Fidentem
Piumque
De
LEÓN XIII
Sobre
la devoción del Rosario
Del 20
de Septiembre de 1896
l.
Amor del Papa a la Santísima Virgen y respuesta del pueblo a sus exhortaciones.
Muchas
veces en el transcurso de Nuestro Pontificado, atestiguamos públicamente
Nuestra confianza y piedad respecto a la Bienaventurada Virgen, sentimientos
que abrigamos desde nuestra infancia, y que durante la vida hemos mantenido y
desarrollado en Nuestro corazón.
A
través de circunstancias funestísimas para la religión cristiana y para las
naciones, conocimos cuán propio era de Nuestra solicitud recomendar ese medio
de paz y de salvación que Dios, en su infinita bondad, ha dado género humano en
la persona de su augusta Madre, y que siempre se vio patente en la historia de
la Iglesia.
En
todas partes el celo de las naciones católicas ha respondido a Nuestras
exhortaciones y deseos; por donde quiera se ha propagado la devoción al
Santísimo Rosario, y se ha producido abundancia de excelentes frutos. No
podemos dejar de celebrar a la Madre Dios, verdaderamente digna de toda
alabanza y recomendar a los fieles el amor a María, madre de los
hombres, llena de misericordia y de gracia.
Nuestro
ánimo, henchido de apostólica a solicitud, sintiendo que se acerca, cada vez
más el momento último de la vida, mira con más gozosa confianza a la que, cual
aurora bendita, anuncia la ventura de un día interminable.

### [Extractos de registros]
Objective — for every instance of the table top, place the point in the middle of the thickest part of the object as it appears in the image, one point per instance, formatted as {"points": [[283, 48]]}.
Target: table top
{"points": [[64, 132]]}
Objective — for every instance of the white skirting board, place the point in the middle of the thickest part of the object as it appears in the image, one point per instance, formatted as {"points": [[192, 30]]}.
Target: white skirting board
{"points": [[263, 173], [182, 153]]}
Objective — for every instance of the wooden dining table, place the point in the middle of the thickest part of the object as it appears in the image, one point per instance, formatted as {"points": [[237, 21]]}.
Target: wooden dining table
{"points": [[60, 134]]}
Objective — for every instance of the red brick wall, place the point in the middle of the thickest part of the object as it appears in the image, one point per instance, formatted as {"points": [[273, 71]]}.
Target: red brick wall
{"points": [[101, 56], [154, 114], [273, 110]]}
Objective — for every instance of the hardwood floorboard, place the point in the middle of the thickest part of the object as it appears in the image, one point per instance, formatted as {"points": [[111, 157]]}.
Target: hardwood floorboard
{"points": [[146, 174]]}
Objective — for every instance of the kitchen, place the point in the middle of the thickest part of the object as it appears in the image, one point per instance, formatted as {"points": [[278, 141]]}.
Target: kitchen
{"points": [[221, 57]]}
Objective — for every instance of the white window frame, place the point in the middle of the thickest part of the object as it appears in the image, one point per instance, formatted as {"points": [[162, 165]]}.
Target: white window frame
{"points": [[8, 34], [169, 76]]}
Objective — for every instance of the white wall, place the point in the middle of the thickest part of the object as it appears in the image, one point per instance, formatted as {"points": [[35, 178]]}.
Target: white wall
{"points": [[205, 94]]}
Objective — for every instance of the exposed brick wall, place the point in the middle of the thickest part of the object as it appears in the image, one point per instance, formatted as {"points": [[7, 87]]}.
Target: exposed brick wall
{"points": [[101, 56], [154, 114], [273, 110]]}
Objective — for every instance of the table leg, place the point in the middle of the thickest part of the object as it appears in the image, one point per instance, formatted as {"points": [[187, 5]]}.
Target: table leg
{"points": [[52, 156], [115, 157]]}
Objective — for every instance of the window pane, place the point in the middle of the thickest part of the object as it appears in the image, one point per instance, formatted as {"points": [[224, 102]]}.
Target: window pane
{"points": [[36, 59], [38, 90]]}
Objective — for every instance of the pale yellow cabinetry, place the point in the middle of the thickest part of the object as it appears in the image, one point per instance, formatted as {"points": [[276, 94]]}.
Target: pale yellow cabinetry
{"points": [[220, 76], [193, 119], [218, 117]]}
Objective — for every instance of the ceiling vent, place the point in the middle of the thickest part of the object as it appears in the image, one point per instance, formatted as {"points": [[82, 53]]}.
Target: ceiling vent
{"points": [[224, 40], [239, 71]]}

### [Tarea 1]
En el texto sobre la devoción del Rosario, enumera todos los sustantivos que aparecen justo después del posesivo escrito con mayúscula inicial (Nuestro, Nuestra o Nuestras).
### [Tarea 2]
Devuelve literalmente el pasaje del texto sobre la devoción del Rosario que va desde "Amor del Papa" hasta "en Nuestro corazón.", con ambos fragmentos incluidos.
### [Tarea 3]
Prosigue la redacción del texto sobre la devoción del Rosario a partir de su última oración.
Los ítems no intervienen para nada en lo que aquí se pide.

### [Respuesta 1]
Pontificado, confianza, corazón, solicitud, exhortaciones, ánimo

### [Respuesta 2]
Amor del Papa a la Santísima Virgen y respuesta del pueblo a sus exhortaciones.
Muchas
veces en el transcurso de Nuestro Pontificado, atestiguamos públicamente
Nuestra confianza y piedad respecto a la Bienaventurada Virgen, sentimientos
que abrigamos desde nuestra infancia, y que durante la vida hemos mantenido y
desarrollado en Nuestro corazón.

### [Respuesta 3]
Si
Nos es grato, Venerables Hermanos, el recuerdo de otras cartas publicadas en
fecha determinada en loor del Rosario, oración en todos conceptos agradable a
la que tratamos de honrar, y utilísima a los que debidamente la rezan, grato
Nos es también insistir en ello y confirmar Nuestras instrucciones.
II.
Necesidad de la oración.
Excelente
ocasión se Nos ofrece de exhortar paternalmente a las almas y corazones para
que aumenten su piedad y se vigoricen con la esperanza de los inmortales
premios.
La
oración de que hablamos recibió el nombre especial de Rosario, como si imitase
el suave aroma de las rosas y la belleza de los floridos ramilletes. Tan propia
como es para honrar a la Virgen, llamada Rosa mística del
Paraíso, y coronada de brillante diadema, como Reina del Universo,
tanto parece anuncio de la corona de celestiales alegrías que María otorgará a
sus siervos.
Bien
lo ve quien considera la esencia del Rosario; nada se Nos aconseja más en los
preceptos y ejemplos de Nuestro Señor Jesucristo y de los Apóstoles, que
invocar a Dios y pedir su auxilio. Los Padres y doctores nos hablaron luego de
la necesidad de la oración, tan grande que si los hombres descuidaren este
deber, en vano esperarán la salvación eterna.
III.
La asiduidad en la oración.
Mas
si la oración por su misma índole y conforme a la promesa de Cristo es camino
que conduce a la obtención de las mercedes, sabemos todos que hay dos elementos
que la hacen eficaz: la asiduidad y la unión de muchos fieles.
Parécese
Dios a un buen Padre que quiere contestar los deseos de sus hijos; pero también
que éstos con instancia acudan a él y que, con sus ruegos, le importunen, de
suerte que unan a Él su alma con los vínculos más fuertes.
IV.
La oración en común.
Nuestro
Señor más de una vez habló de la oración en común: "Si dos de entre
vosotros se reúnen en la tierra, mi Padre que está en los Cielos les concederá
lo que pidan, porque donde se hallaren dos o tres reunidos en mi nombre, yo
estaré entre ellos"[ii]. Así
dice audazmente Tertuliano: "Nos reunimos para sitiar a Dios con
nuestras oraciones y como si nos tomásemos de las manos, para hacer violencia
agradable a Dios"[iii].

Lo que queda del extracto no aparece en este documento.